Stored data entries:
○ ○ ○ ○ ○
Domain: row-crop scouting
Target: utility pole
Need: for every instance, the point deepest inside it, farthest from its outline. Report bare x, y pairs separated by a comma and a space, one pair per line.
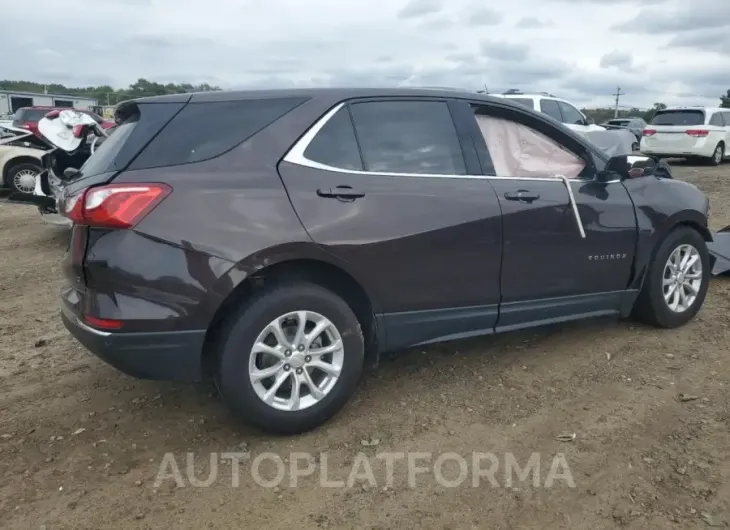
618, 94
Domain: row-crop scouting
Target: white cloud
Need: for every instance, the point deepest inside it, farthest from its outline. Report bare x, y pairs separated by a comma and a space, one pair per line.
580, 49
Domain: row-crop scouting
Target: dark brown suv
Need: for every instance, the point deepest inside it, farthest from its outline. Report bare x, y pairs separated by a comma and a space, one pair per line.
280, 240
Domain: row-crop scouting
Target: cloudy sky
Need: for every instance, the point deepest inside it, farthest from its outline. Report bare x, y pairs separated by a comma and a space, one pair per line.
673, 51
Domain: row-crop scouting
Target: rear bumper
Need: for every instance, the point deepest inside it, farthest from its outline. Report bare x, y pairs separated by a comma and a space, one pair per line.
669, 152
168, 356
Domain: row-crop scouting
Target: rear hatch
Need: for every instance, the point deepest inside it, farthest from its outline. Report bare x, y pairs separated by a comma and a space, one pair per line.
○ ○ ○ ○ ○
(YOUR TASK):
Copy the data exactly. Pictures do not belong in the copy.

(WRITTEN SOLUTION):
Domain: row-crop scouting
Target: utility pole
Need: for every instance, the point deepest inside it, farthest from its outline. Report bare x, y pairs separated by a comma and a space, one pair per line.
618, 94
Domain: row-crop scouting
Target: white cloud
Need: for every instance, the point deepest inside it, farthest from its outline. Report bare x, y pairs separated by a comma and a space, one pair per line.
580, 49
Domain: row-crop scouting
Target: dark brown suv
Need: for every instance, the point deepest inside it, farthest from its outline. Report bare x, y pairs separated by a comma and a space, one pair per line.
280, 240
Domain: row-crop scouting
Target: cloudy sky
Need: for every instance, the point deepest inside it, farthest from its outline. Report bare x, y pairs separated by a comma and a space, one pair per line.
673, 51
Domain: row-crop scouting
Target: rear bumper
Need: for every instance, the point deepest inside it, farthest from its outline. Report bare x, y pairs separated by a comma and a space, one pair per line.
669, 152
168, 356
Domain: row-crop scouting
Target: rear hatch
Need: for every instance, the point deepest inside it, farthest from its outline. Report bare x, y pairs separated by a comma and a space, one pair per line.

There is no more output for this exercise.